Task instructions
Set out as a numbered list the lines from the beginning of the listing through the line containing "222 90 347 112", both inclusive, leaving out any blank lines.

— Begin Given information —

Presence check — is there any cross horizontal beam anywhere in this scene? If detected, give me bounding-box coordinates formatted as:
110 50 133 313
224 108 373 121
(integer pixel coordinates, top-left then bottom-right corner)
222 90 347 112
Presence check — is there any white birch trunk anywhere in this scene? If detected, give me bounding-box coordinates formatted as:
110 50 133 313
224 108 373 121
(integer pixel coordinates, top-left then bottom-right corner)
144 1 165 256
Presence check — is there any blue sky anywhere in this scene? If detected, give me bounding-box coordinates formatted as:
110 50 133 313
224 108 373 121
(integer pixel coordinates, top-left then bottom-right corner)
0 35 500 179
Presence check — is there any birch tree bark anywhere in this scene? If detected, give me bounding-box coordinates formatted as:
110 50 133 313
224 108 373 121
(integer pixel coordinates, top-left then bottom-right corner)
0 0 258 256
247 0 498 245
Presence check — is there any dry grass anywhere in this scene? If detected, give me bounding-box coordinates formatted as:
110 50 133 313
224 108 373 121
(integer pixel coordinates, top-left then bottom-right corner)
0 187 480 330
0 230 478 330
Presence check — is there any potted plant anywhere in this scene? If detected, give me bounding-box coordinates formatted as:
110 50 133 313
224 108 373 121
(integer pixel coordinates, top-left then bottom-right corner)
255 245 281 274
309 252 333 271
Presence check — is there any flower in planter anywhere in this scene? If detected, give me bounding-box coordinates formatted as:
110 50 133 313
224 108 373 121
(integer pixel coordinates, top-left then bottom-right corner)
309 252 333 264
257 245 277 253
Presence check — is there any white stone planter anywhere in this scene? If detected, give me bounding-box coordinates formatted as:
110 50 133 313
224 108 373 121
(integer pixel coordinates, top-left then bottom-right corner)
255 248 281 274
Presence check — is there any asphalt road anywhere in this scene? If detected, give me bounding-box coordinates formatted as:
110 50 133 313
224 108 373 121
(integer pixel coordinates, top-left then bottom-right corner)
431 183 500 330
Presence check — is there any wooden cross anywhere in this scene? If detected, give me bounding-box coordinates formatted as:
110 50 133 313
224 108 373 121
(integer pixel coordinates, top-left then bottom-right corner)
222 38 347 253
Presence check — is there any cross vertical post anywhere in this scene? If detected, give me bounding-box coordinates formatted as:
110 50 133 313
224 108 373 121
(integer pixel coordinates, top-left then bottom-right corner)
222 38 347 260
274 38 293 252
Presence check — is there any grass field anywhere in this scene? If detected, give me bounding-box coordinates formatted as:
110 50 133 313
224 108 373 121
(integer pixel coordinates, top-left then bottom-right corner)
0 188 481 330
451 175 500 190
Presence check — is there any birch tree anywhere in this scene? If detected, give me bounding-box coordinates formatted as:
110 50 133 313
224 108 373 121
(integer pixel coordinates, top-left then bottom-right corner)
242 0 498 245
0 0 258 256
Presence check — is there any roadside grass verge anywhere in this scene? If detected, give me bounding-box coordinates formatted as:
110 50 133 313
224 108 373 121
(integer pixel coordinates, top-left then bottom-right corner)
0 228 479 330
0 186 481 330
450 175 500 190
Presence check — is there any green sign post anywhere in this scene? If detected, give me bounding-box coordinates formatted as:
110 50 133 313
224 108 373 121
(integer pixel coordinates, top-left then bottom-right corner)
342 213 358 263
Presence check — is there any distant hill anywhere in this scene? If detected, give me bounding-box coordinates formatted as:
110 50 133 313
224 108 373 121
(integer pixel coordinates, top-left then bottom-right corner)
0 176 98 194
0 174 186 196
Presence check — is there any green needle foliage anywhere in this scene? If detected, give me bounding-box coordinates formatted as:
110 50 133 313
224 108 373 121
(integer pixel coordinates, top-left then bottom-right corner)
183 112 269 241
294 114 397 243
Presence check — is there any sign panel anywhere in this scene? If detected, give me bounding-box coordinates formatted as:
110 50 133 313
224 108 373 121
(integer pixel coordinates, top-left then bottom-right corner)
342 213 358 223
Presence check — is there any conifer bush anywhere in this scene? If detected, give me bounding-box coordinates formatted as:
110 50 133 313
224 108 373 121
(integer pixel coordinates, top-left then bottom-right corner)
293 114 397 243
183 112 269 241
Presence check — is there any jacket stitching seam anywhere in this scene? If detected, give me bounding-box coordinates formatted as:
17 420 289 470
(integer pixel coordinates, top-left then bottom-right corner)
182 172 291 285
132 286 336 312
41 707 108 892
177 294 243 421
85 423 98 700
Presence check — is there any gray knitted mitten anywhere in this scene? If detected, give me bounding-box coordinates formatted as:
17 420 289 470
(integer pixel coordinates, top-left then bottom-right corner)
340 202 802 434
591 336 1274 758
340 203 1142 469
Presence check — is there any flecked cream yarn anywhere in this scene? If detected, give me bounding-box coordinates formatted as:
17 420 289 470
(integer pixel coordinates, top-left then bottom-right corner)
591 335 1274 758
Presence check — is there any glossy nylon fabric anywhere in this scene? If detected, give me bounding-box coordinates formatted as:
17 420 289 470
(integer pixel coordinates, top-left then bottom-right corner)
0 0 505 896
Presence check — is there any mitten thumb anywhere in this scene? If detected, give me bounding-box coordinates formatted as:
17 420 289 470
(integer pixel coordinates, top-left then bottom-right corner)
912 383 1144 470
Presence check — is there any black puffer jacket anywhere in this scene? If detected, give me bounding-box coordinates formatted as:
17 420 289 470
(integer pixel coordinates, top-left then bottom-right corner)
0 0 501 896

— End Given information —

Expected output
1. Presence check — is there any cross horizontal beam anywhere in this scene? If detected, give me bounding-box coordinates formatted as:
2. 110 50 133 313
3. 224 108 373 121
4. (integer pixel coordinates, top-left then bottom-right corner)
5. 222 90 347 112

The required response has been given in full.